** Data for this task **

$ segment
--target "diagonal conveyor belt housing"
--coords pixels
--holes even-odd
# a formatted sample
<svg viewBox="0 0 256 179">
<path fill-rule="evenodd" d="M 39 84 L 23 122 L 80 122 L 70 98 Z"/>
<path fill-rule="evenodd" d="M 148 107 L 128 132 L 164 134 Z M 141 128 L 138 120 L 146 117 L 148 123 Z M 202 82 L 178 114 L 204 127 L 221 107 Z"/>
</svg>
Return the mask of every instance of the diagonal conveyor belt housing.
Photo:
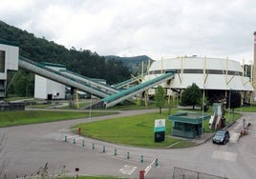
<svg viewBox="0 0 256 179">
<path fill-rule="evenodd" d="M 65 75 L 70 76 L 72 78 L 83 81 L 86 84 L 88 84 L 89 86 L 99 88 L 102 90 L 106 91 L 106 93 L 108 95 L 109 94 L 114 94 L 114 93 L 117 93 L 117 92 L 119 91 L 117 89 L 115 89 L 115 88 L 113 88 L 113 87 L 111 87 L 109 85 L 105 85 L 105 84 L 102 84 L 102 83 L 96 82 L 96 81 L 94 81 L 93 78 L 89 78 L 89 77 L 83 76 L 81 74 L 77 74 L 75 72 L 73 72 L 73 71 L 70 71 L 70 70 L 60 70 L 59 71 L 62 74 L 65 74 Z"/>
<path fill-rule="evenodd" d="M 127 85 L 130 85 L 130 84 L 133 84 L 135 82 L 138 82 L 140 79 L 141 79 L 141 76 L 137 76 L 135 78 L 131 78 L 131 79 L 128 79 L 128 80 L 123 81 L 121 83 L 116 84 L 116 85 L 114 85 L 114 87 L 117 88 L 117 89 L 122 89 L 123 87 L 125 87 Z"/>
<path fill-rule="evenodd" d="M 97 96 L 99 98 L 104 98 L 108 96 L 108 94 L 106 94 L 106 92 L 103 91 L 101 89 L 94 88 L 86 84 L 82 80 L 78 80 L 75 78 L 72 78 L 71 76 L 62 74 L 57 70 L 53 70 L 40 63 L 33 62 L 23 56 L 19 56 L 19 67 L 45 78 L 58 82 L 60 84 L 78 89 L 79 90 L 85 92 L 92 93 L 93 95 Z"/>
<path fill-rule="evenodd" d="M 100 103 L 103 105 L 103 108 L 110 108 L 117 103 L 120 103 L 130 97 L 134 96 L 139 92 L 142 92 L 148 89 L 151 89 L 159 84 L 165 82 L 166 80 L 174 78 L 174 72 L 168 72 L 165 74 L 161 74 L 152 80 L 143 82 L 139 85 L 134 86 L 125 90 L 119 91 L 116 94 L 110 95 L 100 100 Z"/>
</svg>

** Given instruction **
Render every line of the entries above as a JSON array of strings, one string per line, skipping blank lines and omitting the picture placeholders.

** Complete answer **
[
  "$ segment",
  "--target \"diagonal conveyor belt housing\"",
  "--coords pixels",
  "--holes even-odd",
  "# a formatted sample",
  "<svg viewBox=\"0 0 256 179\">",
  "<path fill-rule=\"evenodd\" d=\"M 39 84 L 23 122 L 80 122 L 70 98 Z\"/>",
  "<path fill-rule=\"evenodd\" d=\"M 148 107 L 128 132 L 164 134 Z M 141 128 L 138 120 L 146 117 L 148 123 Z M 202 82 L 178 114 L 204 127 L 221 107 Z\"/>",
  "</svg>",
  "Return the mask of every instance of the diagonal conveyor belt housing.",
  "Photo:",
  "<svg viewBox=\"0 0 256 179\">",
  "<path fill-rule=\"evenodd\" d=\"M 65 75 L 70 76 L 72 78 L 83 81 L 86 84 L 88 84 L 89 86 L 99 88 L 102 90 L 106 91 L 106 93 L 108 95 L 109 94 L 114 94 L 114 93 L 117 93 L 117 92 L 119 91 L 117 89 L 115 89 L 115 88 L 113 88 L 113 87 L 111 87 L 109 85 L 105 85 L 105 84 L 102 84 L 102 83 L 96 82 L 96 81 L 94 81 L 93 78 L 89 78 L 89 77 L 83 76 L 81 74 L 77 74 L 75 72 L 73 72 L 73 71 L 70 71 L 70 70 L 60 70 L 59 71 L 62 74 L 65 74 Z\"/>",
  "<path fill-rule=\"evenodd\" d=\"M 127 85 L 130 85 L 130 84 L 133 84 L 135 82 L 138 82 L 140 79 L 141 79 L 141 76 L 137 76 L 135 78 L 131 78 L 131 79 L 128 79 L 128 80 L 123 81 L 121 83 L 116 84 L 116 85 L 114 85 L 114 87 L 117 88 L 117 89 L 122 89 L 123 87 L 125 87 Z\"/>",
  "<path fill-rule=\"evenodd\" d=\"M 97 96 L 99 98 L 104 98 L 108 96 L 108 94 L 106 94 L 106 92 L 103 91 L 101 89 L 94 88 L 86 84 L 82 80 L 78 80 L 75 78 L 72 78 L 71 76 L 62 74 L 57 70 L 53 70 L 40 63 L 33 62 L 23 56 L 19 56 L 19 67 L 45 78 L 58 82 L 60 84 L 78 89 L 79 90 L 85 92 L 92 93 L 93 95 Z\"/>",
  "<path fill-rule=\"evenodd\" d=\"M 100 103 L 103 105 L 103 108 L 110 108 L 117 103 L 120 103 L 130 97 L 134 96 L 139 92 L 142 92 L 148 89 L 151 89 L 159 84 L 165 82 L 166 80 L 174 78 L 174 72 L 168 72 L 165 74 L 161 74 L 152 80 L 143 82 L 139 85 L 134 86 L 125 90 L 119 91 L 116 94 L 110 95 L 100 100 Z\"/>",
  "</svg>"
]